:: What you need to do ::
Reproduce the material word for word, starting with the line that contains "Where can the bird's black" and continuing through the line that contains "<point>64,51</point>", with both of those lines included.

** Start Data for the task **

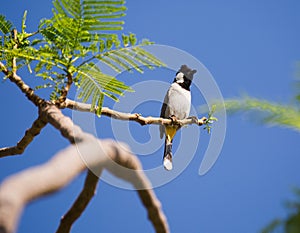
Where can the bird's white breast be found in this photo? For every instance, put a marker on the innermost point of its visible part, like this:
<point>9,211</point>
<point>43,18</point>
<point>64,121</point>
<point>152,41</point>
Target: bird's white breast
<point>178,102</point>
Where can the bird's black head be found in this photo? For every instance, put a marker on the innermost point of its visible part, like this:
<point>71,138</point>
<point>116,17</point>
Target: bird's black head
<point>184,77</point>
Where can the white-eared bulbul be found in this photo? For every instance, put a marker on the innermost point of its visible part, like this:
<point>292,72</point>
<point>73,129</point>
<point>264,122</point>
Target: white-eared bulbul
<point>176,106</point>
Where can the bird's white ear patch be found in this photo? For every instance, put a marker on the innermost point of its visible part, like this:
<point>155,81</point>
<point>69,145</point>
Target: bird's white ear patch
<point>168,164</point>
<point>179,77</point>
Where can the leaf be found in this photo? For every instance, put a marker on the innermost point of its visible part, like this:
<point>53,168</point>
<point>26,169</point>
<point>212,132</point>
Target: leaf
<point>94,85</point>
<point>5,25</point>
<point>24,21</point>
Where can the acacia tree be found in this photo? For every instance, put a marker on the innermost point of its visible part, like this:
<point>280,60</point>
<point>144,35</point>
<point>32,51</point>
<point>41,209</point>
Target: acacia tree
<point>64,51</point>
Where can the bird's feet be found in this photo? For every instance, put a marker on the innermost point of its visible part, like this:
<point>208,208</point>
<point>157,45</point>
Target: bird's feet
<point>174,120</point>
<point>168,165</point>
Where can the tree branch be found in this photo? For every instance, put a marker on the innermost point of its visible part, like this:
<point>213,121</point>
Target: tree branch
<point>131,116</point>
<point>80,204</point>
<point>3,68</point>
<point>30,133</point>
<point>16,191</point>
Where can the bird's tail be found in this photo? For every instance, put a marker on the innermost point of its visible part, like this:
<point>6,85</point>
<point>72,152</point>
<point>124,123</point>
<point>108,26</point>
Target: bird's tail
<point>167,160</point>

** End Data for the task **

:: Correct result ::
Where can the bird's black head be found in this photo? For every instance, put a marker on the innermost point of its visible part, like this:
<point>71,138</point>
<point>116,17</point>
Target: bird's black head
<point>184,77</point>
Where can the white-eared bulbul be found in this photo? For every instance, put a marker on the innermost point of its visible part, like this:
<point>292,72</point>
<point>73,129</point>
<point>264,122</point>
Target: white-eared bulbul
<point>176,106</point>
Where can the bird's white ear patch be found in this photo? For every instance, put a marker on the innermost point of its visible part, like this:
<point>155,81</point>
<point>69,145</point>
Target: bird's white ear patch
<point>168,164</point>
<point>179,77</point>
Where can the leaf be found in this photo? For every instance, put a marker on the innermost point of its visible part, like this:
<point>53,168</point>
<point>26,169</point>
<point>212,132</point>
Target: leaf
<point>94,85</point>
<point>5,25</point>
<point>24,21</point>
Where can the acacia tree be found in this photo? For every instance, put a marker on the innermost point of its visible part, like this:
<point>280,60</point>
<point>144,35</point>
<point>32,51</point>
<point>41,209</point>
Target: acacia tree
<point>64,51</point>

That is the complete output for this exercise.